Given task:
Rewrite all of the records below, changing "sample" to "example" wherever it occurs and keeping every other word unchanged. Leave the pictures out of your answer.
--- start of Raw records ---
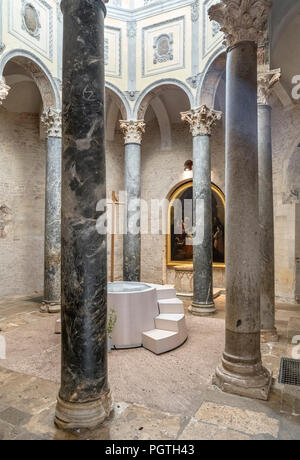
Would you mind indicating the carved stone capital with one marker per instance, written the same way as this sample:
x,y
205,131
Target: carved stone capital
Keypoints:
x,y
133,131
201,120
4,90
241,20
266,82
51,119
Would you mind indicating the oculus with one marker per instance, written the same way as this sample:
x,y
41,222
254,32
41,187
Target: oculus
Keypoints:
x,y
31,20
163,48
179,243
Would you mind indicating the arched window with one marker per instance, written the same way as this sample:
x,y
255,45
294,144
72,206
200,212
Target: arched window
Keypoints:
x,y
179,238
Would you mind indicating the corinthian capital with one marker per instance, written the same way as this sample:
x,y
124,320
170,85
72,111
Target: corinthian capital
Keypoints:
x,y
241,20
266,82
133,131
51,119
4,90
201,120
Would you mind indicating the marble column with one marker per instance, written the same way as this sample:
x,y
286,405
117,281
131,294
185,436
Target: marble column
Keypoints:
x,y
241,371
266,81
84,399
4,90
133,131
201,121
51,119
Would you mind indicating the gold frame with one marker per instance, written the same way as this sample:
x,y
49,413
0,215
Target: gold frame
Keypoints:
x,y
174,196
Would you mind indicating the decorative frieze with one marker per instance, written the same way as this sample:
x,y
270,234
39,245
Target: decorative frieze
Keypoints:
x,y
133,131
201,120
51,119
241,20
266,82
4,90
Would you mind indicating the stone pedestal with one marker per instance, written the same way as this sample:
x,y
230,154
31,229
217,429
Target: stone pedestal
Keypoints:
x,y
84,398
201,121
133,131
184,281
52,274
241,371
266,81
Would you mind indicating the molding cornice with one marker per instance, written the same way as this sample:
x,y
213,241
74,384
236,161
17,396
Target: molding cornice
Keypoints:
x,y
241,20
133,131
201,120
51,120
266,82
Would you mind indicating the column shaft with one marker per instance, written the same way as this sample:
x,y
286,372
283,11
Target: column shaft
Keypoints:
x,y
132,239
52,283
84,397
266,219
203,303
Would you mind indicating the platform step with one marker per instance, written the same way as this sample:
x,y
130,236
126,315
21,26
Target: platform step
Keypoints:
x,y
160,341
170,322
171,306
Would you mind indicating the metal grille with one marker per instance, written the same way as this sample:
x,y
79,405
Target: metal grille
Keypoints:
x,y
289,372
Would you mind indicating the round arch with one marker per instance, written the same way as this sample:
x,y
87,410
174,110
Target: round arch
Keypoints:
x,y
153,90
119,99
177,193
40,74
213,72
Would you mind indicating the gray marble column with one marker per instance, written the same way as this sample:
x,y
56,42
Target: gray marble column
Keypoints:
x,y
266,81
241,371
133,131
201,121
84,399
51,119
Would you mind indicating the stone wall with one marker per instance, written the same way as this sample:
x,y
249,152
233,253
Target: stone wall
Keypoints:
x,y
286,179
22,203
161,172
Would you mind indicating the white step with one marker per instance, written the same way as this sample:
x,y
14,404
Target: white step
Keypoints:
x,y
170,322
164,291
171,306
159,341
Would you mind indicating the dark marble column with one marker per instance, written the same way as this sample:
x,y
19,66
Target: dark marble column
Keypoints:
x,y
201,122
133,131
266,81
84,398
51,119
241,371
--- end of Raw records ---
Solution to the problem:
Would you mind indicating the carved stone capital with one marker per instance, written the same way as this example:
x,y
205,131
Target: carved stone capital
Keypoints:
x,y
133,131
201,120
4,90
241,20
266,82
51,119
Would you mind indicating the oculus with one marker per instance, written the same way as this example:
x,y
41,222
254,32
41,187
Target: oculus
Keypoints:
x,y
31,20
163,48
179,243
Would you mind indicating the arched window with one marker per instance, written the same way as this example:
x,y
255,45
294,144
72,206
200,212
Target: arched window
Keypoints:
x,y
179,238
Would you mind indicating the corinthian capital with one marker per instance, written the same way as this example:
x,y
124,320
170,85
72,111
Target: corinthian capital
Keypoints:
x,y
241,20
266,82
133,131
51,119
4,90
201,120
Would you mind indicating the marble column with one marker per instance, written the same way as this example:
x,y
286,405
117,281
131,294
185,436
Target: marble column
Keypoints:
x,y
241,371
266,81
84,399
4,90
133,131
201,121
51,119
Would you mind indicating the gold frame with one marker per instance, written the same way as this example:
x,y
49,413
0,215
Target: gold frame
Keypoints:
x,y
174,196
Would you mind indicating the decorative frieze with one marker per instance, written the same way as this example:
x,y
270,234
39,245
Target: decorative frieze
Keypoints:
x,y
133,131
201,120
51,119
241,20
266,82
4,90
Would you mind indicating the stone pedestal with one marker per instance, written the same way as this example:
x,y
230,154
31,229
217,429
Target: stone pedestal
Keypoints:
x,y
84,398
201,121
133,131
184,281
52,274
241,371
266,81
Would you mind indicating the molding cornice with one marker per instance, written the same way as this example:
x,y
213,241
74,384
236,161
17,396
Target: molding cornice
Keypoints:
x,y
241,20
133,131
201,120
51,120
266,82
Would you mind indicating the column shaft with one marker per instance, written the same way as this example:
x,y
286,372
283,11
Target: column shaft
Keypoints:
x,y
132,239
52,283
84,397
266,219
203,303
Would you mind indicating the platform step with one marker per instance, written the same way as this example:
x,y
130,236
126,315
21,26
Target: platform step
Keypoints:
x,y
160,341
170,322
171,306
Would you mind indicating the metal grille with one marker per instance, written the same way as this example:
x,y
79,405
Target: metal grille
Keypoints:
x,y
289,372
Would you mind indicating the round arch with one marker per instance, written the same way as this example:
x,y
87,410
174,110
Target: round arch
Keypoints:
x,y
153,90
119,99
177,193
40,74
213,72
Would you mind indicating the gray marble column with one marker per instance, written the same way as this example:
x,y
56,42
Target: gray marble column
Keypoints:
x,y
266,81
241,371
133,131
201,121
84,399
51,119
Would you mind indicating the stone wall with one marker per instance, written the same way as this example:
x,y
249,152
233,253
Target: stone wall
Keypoints:
x,y
286,179
22,203
161,172
Would you mind indicating the white step with one marker per instance, written the same way as this example:
x,y
14,404
Target: white step
Keypoints:
x,y
170,322
164,291
171,306
159,341
Would you mind indicating the dark marble column with one marker per instance, written the same way as this example:
x,y
19,66
Target: dark marble column
Keypoints:
x,y
201,122
133,131
266,81
84,398
51,119
241,371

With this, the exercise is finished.